Task:
Count the lines in the rows below that contain the string "building" and report only that number.

Stored rows:
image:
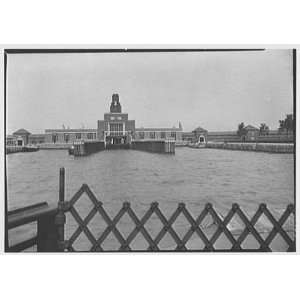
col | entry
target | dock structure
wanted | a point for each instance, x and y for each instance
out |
(162, 146)
(83, 148)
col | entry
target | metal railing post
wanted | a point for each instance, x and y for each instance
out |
(60, 218)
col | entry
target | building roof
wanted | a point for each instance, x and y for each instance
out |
(250, 127)
(221, 133)
(21, 131)
(158, 129)
(199, 129)
(69, 130)
(37, 135)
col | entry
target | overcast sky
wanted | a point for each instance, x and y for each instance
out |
(214, 90)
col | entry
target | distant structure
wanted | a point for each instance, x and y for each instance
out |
(115, 128)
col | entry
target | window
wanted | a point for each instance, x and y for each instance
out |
(66, 137)
(90, 136)
(116, 127)
(54, 138)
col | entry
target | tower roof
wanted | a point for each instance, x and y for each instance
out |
(115, 106)
(21, 131)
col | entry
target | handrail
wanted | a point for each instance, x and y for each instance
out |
(42, 213)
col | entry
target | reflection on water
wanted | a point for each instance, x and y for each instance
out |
(193, 176)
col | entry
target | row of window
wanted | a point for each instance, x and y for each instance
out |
(114, 118)
(116, 127)
(78, 136)
(153, 134)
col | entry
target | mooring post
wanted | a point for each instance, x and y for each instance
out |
(60, 218)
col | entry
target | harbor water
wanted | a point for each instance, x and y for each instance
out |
(192, 176)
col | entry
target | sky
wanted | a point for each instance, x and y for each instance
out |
(214, 90)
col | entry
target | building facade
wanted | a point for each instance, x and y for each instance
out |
(69, 136)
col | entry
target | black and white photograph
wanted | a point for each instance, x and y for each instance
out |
(139, 149)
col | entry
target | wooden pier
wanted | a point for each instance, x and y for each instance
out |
(84, 148)
(51, 222)
(159, 146)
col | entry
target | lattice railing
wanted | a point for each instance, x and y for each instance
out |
(152, 241)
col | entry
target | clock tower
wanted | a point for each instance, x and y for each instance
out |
(115, 106)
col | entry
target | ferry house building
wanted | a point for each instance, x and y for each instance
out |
(115, 128)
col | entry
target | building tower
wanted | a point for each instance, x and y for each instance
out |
(115, 106)
(116, 130)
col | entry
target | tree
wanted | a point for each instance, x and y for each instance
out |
(287, 125)
(241, 132)
(263, 129)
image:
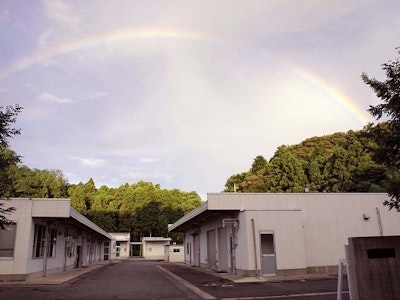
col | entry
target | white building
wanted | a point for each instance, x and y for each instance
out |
(174, 253)
(121, 240)
(48, 236)
(153, 247)
(281, 234)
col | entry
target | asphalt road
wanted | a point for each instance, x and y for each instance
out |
(159, 280)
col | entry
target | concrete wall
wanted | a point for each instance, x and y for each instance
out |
(288, 234)
(23, 265)
(310, 230)
(154, 249)
(327, 221)
(174, 253)
(374, 267)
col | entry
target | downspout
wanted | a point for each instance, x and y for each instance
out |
(65, 255)
(45, 250)
(254, 245)
(379, 221)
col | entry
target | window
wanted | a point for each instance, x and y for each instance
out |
(70, 246)
(7, 240)
(118, 249)
(38, 241)
(52, 243)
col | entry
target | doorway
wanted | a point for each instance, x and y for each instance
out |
(268, 256)
(211, 250)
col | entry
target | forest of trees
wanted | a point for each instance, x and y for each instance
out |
(143, 208)
(340, 162)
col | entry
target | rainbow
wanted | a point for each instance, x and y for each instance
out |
(136, 34)
(97, 40)
(332, 93)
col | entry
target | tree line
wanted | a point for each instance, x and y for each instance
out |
(340, 162)
(142, 208)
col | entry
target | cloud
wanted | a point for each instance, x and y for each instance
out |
(47, 97)
(96, 95)
(90, 162)
(147, 160)
(4, 15)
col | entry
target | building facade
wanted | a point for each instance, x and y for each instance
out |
(268, 234)
(120, 248)
(48, 236)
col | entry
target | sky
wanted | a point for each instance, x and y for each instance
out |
(185, 93)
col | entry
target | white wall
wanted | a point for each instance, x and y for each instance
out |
(328, 220)
(23, 261)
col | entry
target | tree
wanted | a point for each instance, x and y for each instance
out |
(5, 211)
(389, 141)
(8, 157)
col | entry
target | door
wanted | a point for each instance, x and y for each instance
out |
(78, 257)
(211, 250)
(268, 257)
(106, 250)
(196, 250)
(223, 249)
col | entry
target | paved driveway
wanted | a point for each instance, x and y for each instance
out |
(159, 280)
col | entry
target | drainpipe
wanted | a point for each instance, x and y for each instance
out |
(379, 221)
(254, 245)
(45, 250)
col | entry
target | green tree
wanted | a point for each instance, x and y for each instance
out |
(8, 158)
(286, 172)
(389, 142)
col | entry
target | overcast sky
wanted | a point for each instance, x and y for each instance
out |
(185, 93)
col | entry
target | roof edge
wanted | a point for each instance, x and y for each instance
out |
(197, 211)
(85, 221)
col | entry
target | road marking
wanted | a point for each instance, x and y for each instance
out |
(285, 296)
(190, 286)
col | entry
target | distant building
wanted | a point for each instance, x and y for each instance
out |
(48, 236)
(268, 234)
(120, 249)
(174, 253)
(153, 247)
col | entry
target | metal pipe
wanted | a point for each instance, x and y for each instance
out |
(379, 221)
(254, 245)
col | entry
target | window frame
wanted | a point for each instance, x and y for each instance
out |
(13, 227)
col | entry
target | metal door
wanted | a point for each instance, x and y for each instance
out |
(211, 250)
(268, 257)
(196, 250)
(223, 249)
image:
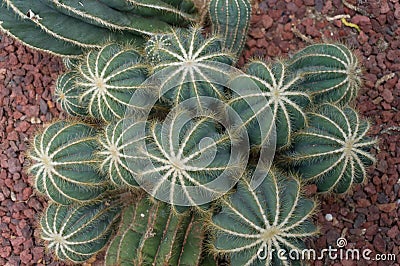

Completed task:
7